## Instructions for the task
From the entries below, reproduce exactly the line containing "Target: red football sock", the line containing "Target: tattooed arm", and every line in between, with nothing added.

## Record set
* * *
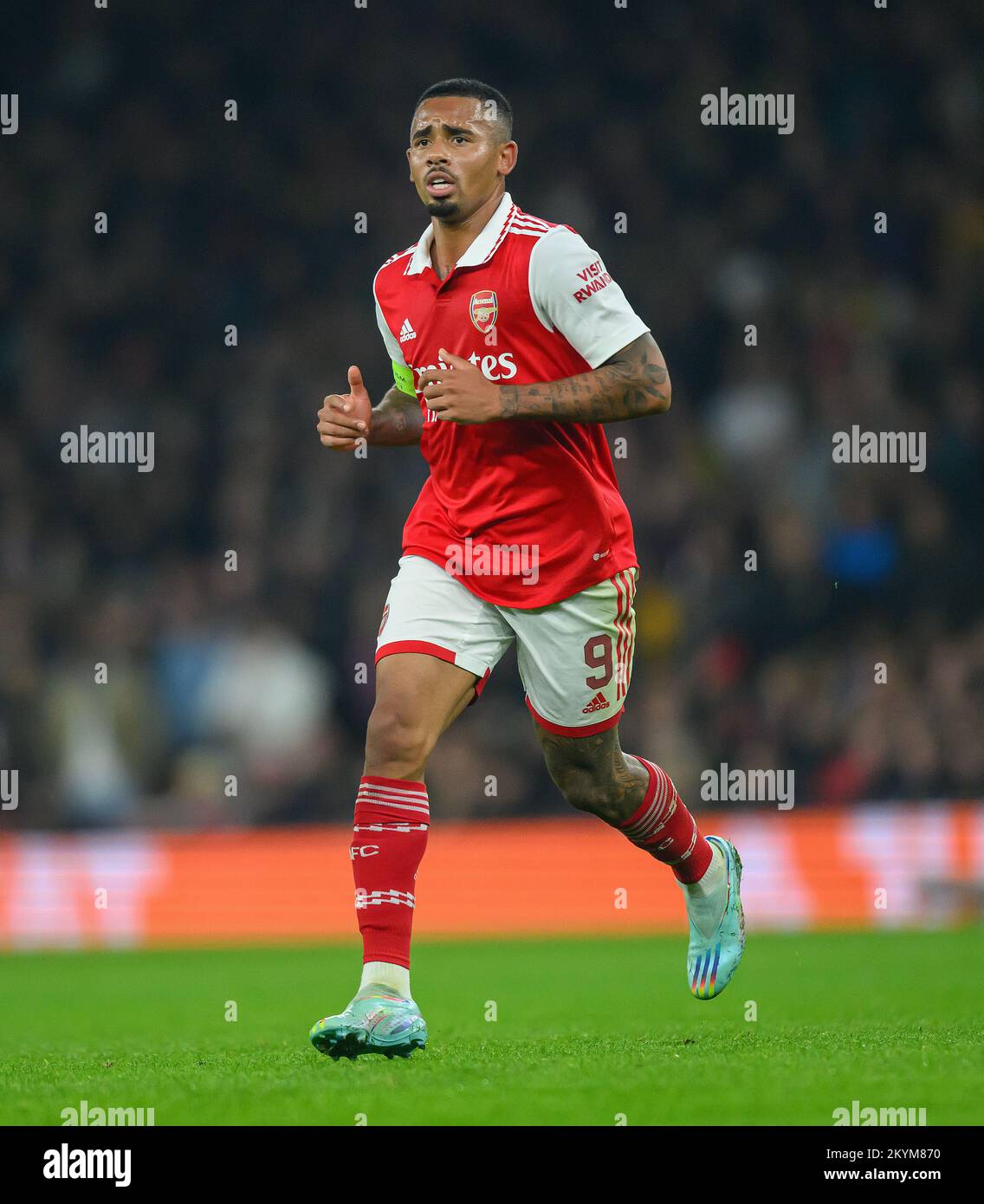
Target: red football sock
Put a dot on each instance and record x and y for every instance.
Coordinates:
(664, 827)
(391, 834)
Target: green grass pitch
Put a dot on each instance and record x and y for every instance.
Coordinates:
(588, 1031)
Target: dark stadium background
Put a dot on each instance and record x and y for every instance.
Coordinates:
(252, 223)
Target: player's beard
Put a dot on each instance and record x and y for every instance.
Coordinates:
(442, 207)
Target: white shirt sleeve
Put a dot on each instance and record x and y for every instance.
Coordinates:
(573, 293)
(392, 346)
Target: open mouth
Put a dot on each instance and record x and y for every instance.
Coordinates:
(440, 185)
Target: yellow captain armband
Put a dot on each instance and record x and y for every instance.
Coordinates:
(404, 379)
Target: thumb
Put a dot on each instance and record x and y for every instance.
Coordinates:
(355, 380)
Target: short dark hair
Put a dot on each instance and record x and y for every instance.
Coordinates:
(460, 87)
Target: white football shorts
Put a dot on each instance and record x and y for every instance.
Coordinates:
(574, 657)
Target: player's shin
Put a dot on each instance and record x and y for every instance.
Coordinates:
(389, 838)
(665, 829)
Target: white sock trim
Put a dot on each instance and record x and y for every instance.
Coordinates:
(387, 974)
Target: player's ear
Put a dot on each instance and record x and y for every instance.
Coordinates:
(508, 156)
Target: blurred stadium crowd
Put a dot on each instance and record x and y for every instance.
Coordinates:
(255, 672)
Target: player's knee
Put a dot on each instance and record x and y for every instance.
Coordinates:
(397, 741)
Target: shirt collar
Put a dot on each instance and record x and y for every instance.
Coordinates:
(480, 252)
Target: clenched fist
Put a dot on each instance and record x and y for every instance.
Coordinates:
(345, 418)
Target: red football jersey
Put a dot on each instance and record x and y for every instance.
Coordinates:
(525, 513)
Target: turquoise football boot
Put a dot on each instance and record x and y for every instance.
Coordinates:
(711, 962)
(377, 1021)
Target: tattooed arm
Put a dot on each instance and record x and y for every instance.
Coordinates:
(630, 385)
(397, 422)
* * *
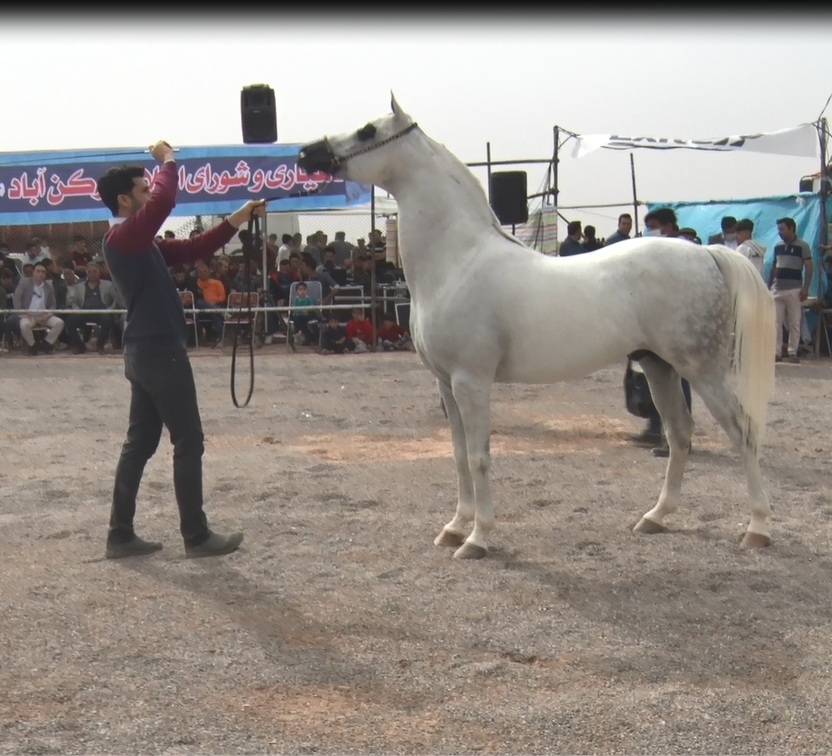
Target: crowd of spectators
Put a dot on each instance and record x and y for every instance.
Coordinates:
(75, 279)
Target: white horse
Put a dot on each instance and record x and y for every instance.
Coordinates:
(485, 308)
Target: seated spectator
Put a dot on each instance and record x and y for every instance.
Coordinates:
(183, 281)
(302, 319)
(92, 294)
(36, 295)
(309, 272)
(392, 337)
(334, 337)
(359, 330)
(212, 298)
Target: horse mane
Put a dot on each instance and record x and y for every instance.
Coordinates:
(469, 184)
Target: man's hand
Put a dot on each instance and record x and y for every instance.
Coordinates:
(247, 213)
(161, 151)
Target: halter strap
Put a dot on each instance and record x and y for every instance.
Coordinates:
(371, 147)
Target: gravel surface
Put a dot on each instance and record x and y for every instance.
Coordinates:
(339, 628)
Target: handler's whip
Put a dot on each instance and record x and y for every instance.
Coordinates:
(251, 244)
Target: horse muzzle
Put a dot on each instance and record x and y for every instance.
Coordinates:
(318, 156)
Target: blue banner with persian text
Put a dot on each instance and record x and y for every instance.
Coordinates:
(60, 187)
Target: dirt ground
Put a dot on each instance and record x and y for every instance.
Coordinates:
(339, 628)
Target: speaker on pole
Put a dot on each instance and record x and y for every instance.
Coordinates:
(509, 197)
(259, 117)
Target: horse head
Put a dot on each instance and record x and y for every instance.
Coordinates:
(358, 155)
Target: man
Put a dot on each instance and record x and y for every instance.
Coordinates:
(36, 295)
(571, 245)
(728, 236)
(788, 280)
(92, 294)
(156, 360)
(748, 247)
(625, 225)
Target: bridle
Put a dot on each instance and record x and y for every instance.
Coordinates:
* * *
## Result
Target: red football sock
Put a dot on each instance and record x and y for every instance.
Coordinates:
(664, 827)
(391, 834)
Target: green grass pitch
Put a dot on each instance and record x and y for every instance.
Coordinates:
(588, 1031)
Target: dark stadium background
Put a dot on each instance and record x and y for every instance.
Coordinates:
(252, 223)
Target: player's beard
Put a dot on each instance and record x and y for every instance.
Coordinates:
(442, 207)
Target: white shirt sleeve
Put a dot on each instance and record x and y for every instance.
Coordinates:
(573, 293)
(392, 346)
Target: open mouth
Put a dot on each instance and record x and y for every instance.
Coordinates:
(440, 185)
Target: yellow captain armband
Put a dot on each instance and record x and y for every instance.
Coordinates:
(404, 379)
Target: thumb
Put a dot on each instance and record x and y for every instance.
Coordinates:
(355, 380)
Target: short dark hair
Put a dot on each instance and record x and y for every instance.
Coordinates:
(460, 87)
Target: white football shorts
Put a dot on each instance and record x and y for every instance.
Coordinates:
(574, 657)
Target: player's shin
Put a dot on each instance and record x and y for every instance.
Coordinates:
(389, 838)
(665, 829)
Target: white sock trim
Put a dot on each instance and record x and y for every instance.
Coordinates:
(387, 974)
Target: player's ear
Put a dot on each instance and record x and y for every instance.
Coordinates:
(508, 156)
Target: blurred stadium crowd
Put a dot on each instance and record x and y for every instance.
Coordinates:
(255, 672)
Target: player's knee
Put a dot on each instance and record x and y for every instance.
Coordinates:
(397, 741)
Target: shirt collar
Put a dot on each instance and record x and y for every instance.
Coordinates:
(480, 252)
Target: clenched fist
Put a dot on each instance and record x and y for every instance.
Coordinates:
(345, 418)
Target: red football jersey
Put a dot on each instance and record x and y for every instance.
Coordinates:
(525, 513)
Target: turquoise football boot
Put a dot on each instance and record x and y for every instance.
Coordinates:
(711, 962)
(377, 1021)
Target: tattooed arm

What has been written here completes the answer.